▸ **Exercise**
Copy out the complete listing, word for word.

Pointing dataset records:
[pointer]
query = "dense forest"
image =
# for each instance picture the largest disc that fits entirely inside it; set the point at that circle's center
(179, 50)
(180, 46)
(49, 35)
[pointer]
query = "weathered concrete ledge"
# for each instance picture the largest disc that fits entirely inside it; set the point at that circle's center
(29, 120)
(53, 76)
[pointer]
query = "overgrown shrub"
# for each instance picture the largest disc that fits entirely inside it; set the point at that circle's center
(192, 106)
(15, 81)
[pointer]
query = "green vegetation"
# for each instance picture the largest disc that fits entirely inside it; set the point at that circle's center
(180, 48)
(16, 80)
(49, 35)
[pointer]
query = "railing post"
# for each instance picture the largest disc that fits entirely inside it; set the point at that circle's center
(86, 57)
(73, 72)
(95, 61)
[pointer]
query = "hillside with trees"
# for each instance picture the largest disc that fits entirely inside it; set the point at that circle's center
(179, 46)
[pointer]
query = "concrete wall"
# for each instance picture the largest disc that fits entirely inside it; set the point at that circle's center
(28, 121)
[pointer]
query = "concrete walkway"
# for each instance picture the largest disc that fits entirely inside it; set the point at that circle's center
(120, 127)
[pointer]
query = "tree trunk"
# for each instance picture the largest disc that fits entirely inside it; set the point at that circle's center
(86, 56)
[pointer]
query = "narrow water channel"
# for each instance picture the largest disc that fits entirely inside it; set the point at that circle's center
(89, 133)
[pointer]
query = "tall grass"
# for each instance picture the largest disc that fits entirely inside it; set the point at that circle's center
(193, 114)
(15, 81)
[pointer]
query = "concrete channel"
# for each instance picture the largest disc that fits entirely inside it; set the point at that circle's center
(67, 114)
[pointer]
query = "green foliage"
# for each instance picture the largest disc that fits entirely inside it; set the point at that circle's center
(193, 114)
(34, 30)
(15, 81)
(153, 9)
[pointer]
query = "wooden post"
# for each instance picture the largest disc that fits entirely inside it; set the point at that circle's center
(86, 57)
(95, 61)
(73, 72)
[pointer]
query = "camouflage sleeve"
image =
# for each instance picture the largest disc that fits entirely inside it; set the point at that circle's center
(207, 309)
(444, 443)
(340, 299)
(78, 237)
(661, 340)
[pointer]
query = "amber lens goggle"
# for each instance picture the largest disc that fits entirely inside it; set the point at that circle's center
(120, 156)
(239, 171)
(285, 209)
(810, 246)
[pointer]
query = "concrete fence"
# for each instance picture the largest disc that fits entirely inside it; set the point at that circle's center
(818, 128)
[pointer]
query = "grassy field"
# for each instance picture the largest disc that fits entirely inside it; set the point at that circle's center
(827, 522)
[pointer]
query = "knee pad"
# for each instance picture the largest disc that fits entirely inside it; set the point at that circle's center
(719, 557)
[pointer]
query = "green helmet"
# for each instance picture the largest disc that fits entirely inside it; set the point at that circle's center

▸ **Solved problem**
[pointer]
query = "dense forest"
image =
# for each instance picture the largest disc that fits entirely inside it; set the point at that circle's center
(179, 50)
(180, 46)
(49, 35)
[pointer]
query = "weathered concrete ledge"
# for each instance picture the largest disc that fits entirely inside it; set the point at that circle's center
(29, 120)
(53, 76)
[pointer]
query = "overgrown shrub"
# for each instance picture the largest disc that fits entirely inside it; set the point at that circle's center
(192, 106)
(15, 81)
[pointer]
query = "green vegetation"
# for each instance picture the largest disc that fits entirely inside it; set the point at that circle's center
(180, 48)
(16, 80)
(49, 35)
[pointer]
query = "railing post"
# for each instance picture the largest disc that fits entirely inside it; set the point at that circle's center
(86, 57)
(73, 72)
(95, 61)
[pointer]
query = "hillside with trees"
# for each instance picture the largest disc that fits entirely inside it; set the point at that circle's center
(179, 46)
[pointer]
query = "concrete wall"
# for each instance picture the largest disc that fits entirely inside it; set the point at that circle's center
(28, 121)
[pointer]
query = "concrete walkway"
# for each instance picture the largest disc that fits entirely inside it; set the point at that circle's center
(120, 127)
[pointer]
query = "tree trunk"
# for each instance picture the largest disc that fits entirely inside it; set the point at that circle's center
(86, 56)
[pointer]
query = "narrow water channel"
# for each instance picture the largest disc that fits entirely inside it; set the point at that circle's center
(89, 133)
[pointer]
query = "tall grass"
# for each instance picture the largest disc that fits entirely inside it; set the point at that circle's center
(193, 114)
(15, 81)
[pointer]
query = "concrete channel"
# for each instance picture the largest disc that fits entirely inside it; set the point at that circle's center
(67, 114)
[pointer]
query = "green foliage"
# for each instance picture the largest disc that fits entirely inside it; set the point at that circle's center
(193, 114)
(34, 30)
(15, 81)
(153, 9)
[pointer]
query = "wooden post"
# for each instance picture the largest disc that fits entirely inside it; set the point at that circle's center
(86, 57)
(95, 61)
(73, 72)
[pointer]
query = "camouflage sleeve"
image =
# for each instance picture the largest disc that fits entirely inside it; set the point at that circle's center
(207, 309)
(444, 443)
(340, 299)
(78, 237)
(661, 340)
[pointer]
query = "amber lens goggle"
# for each instance picture the largest disc that fits entirely inside it; set the point at that circle's center
(120, 156)
(239, 171)
(285, 209)
(810, 246)
[pointer]
query = "concrete fence"
# for each instance picture the largest disc that fits entirely inside it; set the point at that circle's center
(818, 128)
[pointer]
query = "grassy field"
# for each instance picture the largest disc that fits entirely inside it; set the point at that circle's center
(827, 522)
[pointer]
query = "knee pad"
# for each instance picture the largest disc that fits entirely inside it; set the point at that circle's center
(719, 557)
[pointer]
query = "green helmet"
# for each instance picture the largest disc that fits entirely inside it; set the point at that circle's center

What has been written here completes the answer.